What you need to do -> Please find every row below that contains the word "mountain" and copy each of those rows in full.

Rows taken from a collection ->
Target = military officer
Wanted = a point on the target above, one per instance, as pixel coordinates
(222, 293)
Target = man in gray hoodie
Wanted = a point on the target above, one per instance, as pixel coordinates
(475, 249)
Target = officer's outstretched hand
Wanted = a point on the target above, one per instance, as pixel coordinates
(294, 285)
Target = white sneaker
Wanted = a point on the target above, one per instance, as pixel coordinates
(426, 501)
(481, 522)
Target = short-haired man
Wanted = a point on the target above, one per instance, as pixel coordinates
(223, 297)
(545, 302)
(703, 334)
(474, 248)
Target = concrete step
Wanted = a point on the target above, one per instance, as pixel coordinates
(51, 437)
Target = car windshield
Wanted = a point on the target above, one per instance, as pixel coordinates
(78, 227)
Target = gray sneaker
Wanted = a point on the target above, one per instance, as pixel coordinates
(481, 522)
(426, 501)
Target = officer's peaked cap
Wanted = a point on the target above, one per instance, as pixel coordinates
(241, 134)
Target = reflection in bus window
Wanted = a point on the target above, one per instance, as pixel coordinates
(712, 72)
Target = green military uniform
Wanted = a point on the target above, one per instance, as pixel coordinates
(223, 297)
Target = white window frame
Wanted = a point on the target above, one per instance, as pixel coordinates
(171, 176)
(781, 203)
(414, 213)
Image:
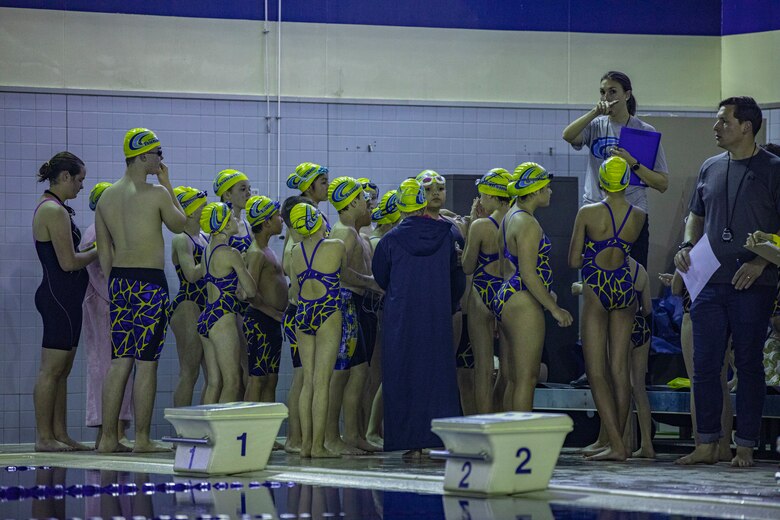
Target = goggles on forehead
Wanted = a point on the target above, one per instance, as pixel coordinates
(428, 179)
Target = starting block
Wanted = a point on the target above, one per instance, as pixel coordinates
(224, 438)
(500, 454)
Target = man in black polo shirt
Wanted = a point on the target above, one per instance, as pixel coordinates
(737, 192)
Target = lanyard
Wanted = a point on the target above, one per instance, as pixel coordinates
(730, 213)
==
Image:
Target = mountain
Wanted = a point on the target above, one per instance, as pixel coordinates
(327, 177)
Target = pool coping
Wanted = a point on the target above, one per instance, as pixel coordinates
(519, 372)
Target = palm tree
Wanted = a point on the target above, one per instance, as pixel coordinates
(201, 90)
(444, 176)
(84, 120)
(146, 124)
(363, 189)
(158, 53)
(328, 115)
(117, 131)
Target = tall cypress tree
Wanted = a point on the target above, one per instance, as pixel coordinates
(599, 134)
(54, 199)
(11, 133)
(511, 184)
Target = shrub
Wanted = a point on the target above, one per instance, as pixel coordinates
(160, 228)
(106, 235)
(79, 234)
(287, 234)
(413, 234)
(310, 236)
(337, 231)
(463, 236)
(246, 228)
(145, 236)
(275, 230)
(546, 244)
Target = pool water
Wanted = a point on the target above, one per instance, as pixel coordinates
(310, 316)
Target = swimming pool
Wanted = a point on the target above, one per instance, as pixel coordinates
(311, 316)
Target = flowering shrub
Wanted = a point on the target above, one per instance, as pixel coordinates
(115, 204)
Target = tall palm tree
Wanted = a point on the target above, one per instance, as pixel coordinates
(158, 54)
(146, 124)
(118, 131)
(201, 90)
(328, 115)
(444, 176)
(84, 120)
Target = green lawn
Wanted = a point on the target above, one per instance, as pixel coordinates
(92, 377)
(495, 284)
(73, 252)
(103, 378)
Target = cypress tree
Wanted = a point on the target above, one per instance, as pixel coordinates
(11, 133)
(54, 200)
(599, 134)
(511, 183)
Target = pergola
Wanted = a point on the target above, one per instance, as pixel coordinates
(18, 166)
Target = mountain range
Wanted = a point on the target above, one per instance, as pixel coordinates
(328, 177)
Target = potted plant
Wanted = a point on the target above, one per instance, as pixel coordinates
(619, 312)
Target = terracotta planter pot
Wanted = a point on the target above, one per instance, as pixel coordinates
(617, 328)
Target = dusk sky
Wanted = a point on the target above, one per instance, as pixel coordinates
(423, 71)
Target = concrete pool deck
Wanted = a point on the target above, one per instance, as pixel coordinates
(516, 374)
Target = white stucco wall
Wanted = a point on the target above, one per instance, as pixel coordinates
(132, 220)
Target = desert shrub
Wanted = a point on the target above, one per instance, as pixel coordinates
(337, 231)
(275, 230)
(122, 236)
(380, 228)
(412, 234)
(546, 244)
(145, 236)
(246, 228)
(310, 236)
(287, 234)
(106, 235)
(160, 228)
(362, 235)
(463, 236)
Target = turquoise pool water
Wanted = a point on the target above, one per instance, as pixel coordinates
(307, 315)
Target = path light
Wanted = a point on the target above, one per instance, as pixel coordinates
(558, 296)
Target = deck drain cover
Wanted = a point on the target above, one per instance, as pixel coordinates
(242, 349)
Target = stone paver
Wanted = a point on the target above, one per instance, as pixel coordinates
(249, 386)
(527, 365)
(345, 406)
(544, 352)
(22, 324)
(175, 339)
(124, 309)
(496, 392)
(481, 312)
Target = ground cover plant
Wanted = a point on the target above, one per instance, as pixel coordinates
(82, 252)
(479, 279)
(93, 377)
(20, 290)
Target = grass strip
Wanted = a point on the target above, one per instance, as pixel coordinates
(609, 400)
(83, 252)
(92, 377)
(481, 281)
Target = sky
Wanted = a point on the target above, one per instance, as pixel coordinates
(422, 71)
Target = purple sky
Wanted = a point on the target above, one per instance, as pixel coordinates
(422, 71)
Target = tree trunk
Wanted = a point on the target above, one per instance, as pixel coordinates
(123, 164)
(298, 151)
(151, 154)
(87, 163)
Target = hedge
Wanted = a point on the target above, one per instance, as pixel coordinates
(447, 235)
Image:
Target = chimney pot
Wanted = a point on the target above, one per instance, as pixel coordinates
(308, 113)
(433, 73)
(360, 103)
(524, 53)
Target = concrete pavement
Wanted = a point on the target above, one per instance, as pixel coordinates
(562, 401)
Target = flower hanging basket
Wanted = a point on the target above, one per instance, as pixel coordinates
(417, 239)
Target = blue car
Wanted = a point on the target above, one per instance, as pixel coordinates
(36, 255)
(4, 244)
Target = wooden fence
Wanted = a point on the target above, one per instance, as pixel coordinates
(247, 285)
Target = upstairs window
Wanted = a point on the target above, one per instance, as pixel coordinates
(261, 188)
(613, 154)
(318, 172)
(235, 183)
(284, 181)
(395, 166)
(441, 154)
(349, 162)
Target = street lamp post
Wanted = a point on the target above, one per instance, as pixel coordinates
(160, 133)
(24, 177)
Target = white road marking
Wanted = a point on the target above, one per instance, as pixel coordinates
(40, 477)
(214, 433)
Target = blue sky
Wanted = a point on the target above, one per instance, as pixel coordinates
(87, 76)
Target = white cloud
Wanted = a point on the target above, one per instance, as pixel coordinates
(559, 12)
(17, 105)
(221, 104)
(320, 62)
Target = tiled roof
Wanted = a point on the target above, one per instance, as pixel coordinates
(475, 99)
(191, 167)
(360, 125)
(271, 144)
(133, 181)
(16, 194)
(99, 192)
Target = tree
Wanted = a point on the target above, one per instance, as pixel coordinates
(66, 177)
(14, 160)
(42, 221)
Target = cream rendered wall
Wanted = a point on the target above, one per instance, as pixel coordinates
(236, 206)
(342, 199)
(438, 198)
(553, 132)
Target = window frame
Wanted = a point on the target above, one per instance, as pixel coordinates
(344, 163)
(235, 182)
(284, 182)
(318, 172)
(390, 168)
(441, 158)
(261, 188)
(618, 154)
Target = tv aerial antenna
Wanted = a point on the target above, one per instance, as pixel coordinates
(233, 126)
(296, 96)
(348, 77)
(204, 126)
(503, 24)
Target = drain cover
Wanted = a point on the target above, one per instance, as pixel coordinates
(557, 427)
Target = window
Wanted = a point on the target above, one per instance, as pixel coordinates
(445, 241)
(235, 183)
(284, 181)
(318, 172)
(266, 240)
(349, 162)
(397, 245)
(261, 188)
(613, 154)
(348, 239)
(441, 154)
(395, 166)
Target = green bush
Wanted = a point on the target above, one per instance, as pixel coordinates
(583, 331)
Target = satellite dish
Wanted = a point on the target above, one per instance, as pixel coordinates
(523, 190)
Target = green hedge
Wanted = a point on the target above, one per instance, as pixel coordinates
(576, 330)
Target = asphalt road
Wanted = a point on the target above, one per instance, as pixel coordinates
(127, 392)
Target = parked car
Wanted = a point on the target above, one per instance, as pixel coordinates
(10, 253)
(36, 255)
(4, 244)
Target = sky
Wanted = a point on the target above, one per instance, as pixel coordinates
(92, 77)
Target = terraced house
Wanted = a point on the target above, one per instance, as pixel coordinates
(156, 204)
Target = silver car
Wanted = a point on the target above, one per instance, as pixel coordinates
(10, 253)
* * *
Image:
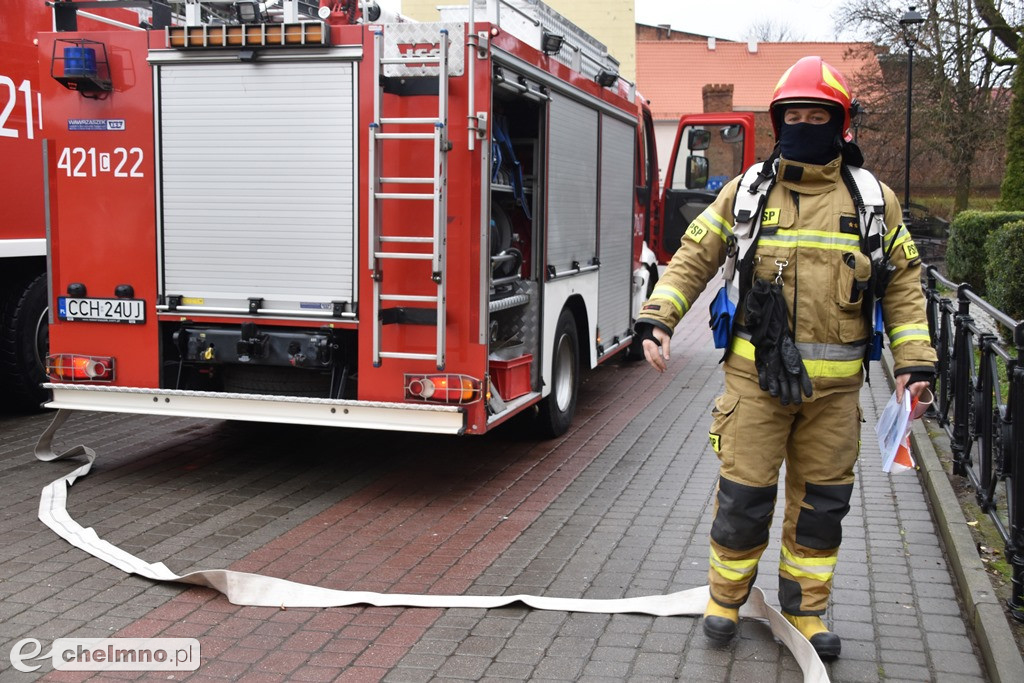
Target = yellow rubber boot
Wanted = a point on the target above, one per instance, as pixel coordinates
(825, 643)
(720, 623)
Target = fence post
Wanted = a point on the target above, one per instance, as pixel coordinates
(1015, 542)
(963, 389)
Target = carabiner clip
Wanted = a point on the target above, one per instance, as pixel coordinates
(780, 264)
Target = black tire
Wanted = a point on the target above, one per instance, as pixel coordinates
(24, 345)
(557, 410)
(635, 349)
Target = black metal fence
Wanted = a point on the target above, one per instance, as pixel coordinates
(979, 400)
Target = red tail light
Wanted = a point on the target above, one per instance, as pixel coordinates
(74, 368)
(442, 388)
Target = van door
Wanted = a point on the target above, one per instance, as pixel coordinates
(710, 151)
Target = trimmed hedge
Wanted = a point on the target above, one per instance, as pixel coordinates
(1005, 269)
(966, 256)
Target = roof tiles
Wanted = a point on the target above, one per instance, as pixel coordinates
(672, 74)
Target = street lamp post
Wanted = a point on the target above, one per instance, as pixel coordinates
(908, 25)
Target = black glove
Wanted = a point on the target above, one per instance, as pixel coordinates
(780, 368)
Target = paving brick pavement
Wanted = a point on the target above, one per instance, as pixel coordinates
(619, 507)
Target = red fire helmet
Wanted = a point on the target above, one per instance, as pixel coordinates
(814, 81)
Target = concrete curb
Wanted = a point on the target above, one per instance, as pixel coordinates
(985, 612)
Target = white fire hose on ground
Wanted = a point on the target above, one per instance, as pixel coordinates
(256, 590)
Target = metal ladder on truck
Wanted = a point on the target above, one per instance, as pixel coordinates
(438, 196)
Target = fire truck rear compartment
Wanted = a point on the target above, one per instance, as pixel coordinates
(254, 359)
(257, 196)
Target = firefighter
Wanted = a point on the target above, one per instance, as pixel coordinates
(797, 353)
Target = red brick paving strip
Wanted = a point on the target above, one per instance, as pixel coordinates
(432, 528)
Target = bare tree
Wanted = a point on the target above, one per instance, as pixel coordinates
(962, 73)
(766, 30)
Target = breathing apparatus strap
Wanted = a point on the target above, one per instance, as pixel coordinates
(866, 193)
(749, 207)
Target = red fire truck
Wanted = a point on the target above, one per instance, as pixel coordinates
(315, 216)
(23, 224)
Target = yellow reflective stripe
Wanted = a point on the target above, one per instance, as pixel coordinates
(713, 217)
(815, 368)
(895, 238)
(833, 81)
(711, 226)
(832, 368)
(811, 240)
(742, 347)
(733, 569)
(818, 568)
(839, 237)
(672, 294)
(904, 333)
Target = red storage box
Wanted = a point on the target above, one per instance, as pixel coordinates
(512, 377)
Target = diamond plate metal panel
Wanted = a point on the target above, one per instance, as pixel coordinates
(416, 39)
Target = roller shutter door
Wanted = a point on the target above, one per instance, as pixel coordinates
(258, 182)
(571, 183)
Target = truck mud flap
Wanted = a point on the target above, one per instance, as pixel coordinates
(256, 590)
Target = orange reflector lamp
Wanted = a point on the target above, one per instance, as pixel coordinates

Result for this task ->
Target = mountain
Target = mountain range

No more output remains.